## Task 1
Translate the sentence "But that night, freedom felt very far away." from the Burma Podcast Network blog post into Spanish.

Numun’s note: This is a blog post created by Burma Podcast Network, one of Numun’s nodes of organisers participating in Feminist Tech Playground 2.0 Connectivity & Crisis, to explore the question of how feminist networks, movements and communities can better prepare and care for ourselves in a context of multiple, interconnected crises, especially when it comes to ensuring continued ability to connect, share information and resources, organise, document and communicate.
The NIGHT
19 years ago…
It was 2 a.m. in 2007, just a few weeks after the Saffron Revolution
The whole country had risen. Monks, students, civilians filling the streets, asking for change, demanding freedom.
But that night, freedom felt very far away.
I was 13 years old. I was asleep, sharing a bed with my little sister. She was only 6.
And then,
BANG! BANG! BANG!
The sound of fists pounding against our front door shattered the silence.

Dataset excerpts on object pointing:
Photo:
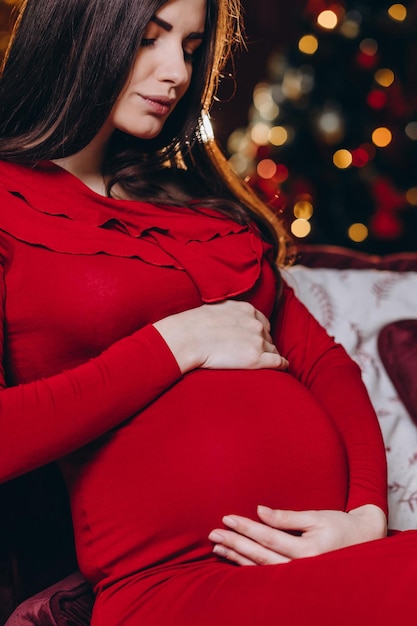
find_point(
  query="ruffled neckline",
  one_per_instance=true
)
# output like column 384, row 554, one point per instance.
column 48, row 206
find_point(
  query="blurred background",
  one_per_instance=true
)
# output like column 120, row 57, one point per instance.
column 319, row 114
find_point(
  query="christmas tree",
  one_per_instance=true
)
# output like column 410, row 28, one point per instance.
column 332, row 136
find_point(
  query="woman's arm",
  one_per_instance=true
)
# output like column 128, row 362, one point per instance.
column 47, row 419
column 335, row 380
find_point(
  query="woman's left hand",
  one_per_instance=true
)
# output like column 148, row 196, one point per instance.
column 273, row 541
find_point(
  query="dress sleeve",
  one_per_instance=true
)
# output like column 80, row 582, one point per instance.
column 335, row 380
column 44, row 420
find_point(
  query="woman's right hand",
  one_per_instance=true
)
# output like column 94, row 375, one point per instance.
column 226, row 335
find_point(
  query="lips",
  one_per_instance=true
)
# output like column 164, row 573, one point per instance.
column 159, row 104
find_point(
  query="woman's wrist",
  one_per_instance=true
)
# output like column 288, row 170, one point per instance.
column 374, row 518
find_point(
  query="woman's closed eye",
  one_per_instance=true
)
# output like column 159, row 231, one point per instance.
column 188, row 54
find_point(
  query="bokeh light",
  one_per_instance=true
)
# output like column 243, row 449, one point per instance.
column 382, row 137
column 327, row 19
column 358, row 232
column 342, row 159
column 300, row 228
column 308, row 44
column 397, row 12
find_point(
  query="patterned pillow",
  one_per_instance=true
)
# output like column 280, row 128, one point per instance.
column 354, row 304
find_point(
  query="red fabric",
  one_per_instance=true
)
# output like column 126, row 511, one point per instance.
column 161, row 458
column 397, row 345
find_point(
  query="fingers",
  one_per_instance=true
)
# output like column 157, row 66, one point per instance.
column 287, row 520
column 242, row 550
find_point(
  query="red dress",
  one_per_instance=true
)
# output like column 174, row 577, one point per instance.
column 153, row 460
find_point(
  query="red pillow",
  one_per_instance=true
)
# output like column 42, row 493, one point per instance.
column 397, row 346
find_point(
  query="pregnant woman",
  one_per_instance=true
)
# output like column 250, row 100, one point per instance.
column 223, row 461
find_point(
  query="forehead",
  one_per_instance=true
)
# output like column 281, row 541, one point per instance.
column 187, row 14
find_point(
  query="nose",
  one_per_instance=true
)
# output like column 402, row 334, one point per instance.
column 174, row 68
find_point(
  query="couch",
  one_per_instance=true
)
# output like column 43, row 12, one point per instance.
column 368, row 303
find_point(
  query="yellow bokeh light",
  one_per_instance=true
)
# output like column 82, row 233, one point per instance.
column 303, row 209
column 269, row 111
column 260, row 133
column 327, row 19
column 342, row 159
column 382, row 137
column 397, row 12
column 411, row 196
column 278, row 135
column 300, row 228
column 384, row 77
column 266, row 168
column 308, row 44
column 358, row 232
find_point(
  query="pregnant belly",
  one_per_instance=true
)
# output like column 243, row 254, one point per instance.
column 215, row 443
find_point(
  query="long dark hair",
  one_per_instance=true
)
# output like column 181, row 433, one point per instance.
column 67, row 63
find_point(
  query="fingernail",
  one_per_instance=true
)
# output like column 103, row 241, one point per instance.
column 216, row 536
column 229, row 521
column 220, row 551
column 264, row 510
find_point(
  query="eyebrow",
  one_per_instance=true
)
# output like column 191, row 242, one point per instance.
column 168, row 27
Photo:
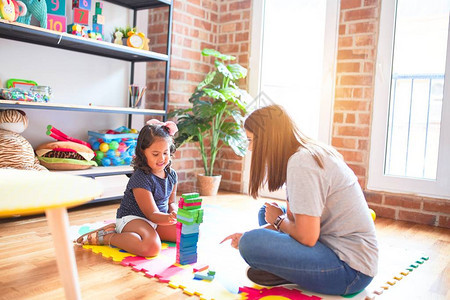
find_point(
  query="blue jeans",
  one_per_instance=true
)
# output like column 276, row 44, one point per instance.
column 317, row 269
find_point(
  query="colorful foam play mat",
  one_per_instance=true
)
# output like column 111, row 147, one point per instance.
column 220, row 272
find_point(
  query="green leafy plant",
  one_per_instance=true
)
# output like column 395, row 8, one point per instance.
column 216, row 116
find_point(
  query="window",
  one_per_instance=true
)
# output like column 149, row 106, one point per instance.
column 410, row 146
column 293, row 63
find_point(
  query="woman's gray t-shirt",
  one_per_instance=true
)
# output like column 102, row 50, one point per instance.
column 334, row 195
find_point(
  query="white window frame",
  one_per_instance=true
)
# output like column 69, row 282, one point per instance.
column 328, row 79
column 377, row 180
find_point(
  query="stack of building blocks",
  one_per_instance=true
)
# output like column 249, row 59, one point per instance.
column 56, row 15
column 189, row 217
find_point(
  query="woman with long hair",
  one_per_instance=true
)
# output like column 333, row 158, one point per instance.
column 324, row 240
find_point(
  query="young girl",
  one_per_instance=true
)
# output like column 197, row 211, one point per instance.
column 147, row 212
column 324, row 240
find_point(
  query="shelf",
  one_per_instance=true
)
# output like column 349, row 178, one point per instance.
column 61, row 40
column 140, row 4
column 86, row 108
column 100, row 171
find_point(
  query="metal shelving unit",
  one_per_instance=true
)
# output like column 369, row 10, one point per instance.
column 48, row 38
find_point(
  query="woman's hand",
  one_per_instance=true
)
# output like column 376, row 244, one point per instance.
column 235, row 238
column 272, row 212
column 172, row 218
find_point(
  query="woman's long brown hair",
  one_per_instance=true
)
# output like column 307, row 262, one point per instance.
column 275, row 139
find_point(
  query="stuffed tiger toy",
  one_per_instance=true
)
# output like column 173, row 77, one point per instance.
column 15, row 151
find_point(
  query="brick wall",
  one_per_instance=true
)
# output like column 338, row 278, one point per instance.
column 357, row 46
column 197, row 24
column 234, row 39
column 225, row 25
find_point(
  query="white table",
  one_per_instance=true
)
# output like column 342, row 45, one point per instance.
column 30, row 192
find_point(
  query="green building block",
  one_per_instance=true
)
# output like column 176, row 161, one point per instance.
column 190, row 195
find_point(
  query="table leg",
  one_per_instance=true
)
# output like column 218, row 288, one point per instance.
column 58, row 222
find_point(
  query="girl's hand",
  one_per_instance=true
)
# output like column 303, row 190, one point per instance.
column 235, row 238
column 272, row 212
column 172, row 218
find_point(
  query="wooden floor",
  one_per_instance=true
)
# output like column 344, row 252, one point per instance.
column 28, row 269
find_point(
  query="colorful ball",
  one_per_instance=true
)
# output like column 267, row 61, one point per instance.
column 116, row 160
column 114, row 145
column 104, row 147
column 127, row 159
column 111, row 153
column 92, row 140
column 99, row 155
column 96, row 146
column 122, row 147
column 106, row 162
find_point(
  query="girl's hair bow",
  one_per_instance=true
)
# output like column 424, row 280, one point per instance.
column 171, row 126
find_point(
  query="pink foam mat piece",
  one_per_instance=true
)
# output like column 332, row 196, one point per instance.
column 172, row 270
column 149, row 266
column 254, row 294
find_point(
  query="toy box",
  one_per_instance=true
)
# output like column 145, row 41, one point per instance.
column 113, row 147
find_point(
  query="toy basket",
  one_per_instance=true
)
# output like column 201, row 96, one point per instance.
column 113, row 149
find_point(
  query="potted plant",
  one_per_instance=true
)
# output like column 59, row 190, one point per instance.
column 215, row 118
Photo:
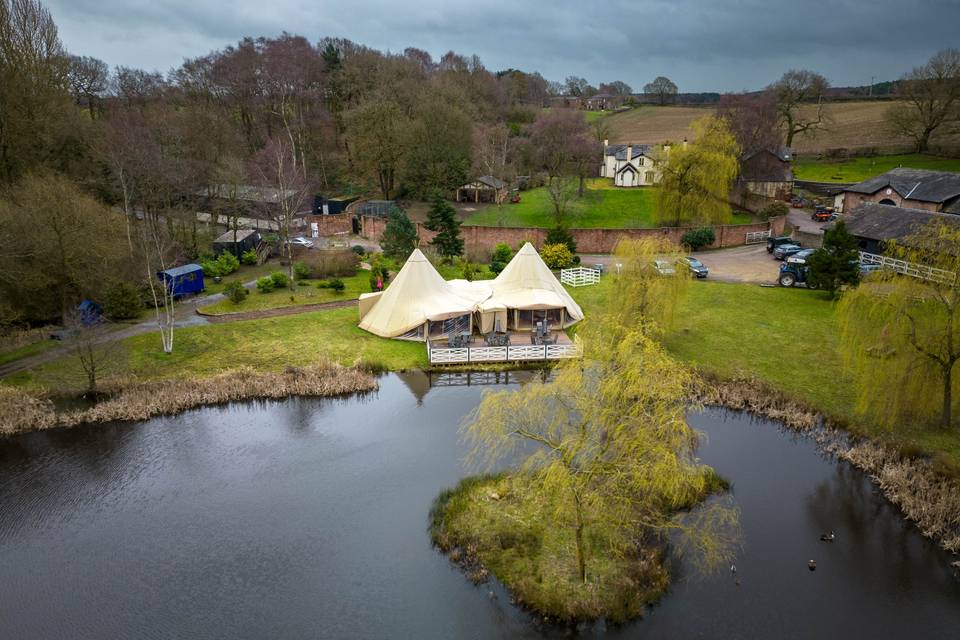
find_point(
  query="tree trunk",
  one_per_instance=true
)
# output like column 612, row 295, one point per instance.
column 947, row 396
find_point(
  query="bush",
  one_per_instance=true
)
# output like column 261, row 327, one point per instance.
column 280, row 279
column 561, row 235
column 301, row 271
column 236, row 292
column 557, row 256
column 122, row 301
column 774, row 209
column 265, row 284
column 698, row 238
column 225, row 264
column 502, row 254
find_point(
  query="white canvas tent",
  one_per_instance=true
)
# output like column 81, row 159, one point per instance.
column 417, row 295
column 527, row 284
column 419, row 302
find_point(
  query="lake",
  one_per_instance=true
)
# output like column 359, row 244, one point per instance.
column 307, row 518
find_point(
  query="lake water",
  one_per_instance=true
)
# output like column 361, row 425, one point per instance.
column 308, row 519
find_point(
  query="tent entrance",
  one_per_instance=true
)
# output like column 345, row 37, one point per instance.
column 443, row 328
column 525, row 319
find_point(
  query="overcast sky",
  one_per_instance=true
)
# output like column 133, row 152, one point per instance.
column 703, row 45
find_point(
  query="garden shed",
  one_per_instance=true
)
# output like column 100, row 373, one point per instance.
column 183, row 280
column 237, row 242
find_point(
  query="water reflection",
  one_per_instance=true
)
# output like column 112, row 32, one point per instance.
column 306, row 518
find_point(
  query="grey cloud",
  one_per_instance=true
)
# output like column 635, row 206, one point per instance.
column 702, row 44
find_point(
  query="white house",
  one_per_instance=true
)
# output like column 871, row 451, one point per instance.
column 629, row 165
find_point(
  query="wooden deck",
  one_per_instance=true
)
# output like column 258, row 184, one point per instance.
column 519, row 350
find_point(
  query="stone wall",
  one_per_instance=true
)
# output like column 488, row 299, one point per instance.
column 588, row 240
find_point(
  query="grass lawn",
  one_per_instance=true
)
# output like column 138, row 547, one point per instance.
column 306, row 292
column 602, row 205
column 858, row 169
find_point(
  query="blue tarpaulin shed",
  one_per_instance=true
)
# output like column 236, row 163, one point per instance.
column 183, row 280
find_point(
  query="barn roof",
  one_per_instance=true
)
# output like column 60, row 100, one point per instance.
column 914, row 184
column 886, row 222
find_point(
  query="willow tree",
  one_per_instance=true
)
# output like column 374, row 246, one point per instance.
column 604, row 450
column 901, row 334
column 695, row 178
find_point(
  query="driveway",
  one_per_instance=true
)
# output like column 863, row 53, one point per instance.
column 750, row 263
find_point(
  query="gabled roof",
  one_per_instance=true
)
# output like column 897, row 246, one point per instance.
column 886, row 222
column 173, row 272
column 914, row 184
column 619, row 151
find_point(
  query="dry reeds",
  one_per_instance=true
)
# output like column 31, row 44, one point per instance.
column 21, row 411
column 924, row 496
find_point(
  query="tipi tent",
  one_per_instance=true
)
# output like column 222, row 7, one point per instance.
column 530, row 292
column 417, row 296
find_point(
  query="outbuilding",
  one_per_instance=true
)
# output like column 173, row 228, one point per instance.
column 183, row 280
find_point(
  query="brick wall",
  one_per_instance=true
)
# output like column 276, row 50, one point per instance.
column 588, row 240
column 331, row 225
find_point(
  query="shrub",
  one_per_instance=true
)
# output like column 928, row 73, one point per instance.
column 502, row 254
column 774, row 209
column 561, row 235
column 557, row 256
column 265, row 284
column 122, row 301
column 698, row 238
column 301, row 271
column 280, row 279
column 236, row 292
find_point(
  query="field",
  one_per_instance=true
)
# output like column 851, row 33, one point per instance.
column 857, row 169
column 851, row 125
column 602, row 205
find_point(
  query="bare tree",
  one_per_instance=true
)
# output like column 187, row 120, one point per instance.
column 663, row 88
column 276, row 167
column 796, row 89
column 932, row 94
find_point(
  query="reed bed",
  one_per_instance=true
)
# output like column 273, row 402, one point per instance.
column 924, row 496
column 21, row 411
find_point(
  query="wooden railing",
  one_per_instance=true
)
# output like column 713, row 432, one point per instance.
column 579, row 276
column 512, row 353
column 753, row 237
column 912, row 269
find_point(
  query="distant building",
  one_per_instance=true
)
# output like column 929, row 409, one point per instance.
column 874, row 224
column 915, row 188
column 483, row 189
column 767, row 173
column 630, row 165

## Task 2
Report only the number of lines in the records above that contain the string "window". Case counts.

## Full output 1
Pero esa noche, la libertad se sentía muy lejana.

## Full output 2
2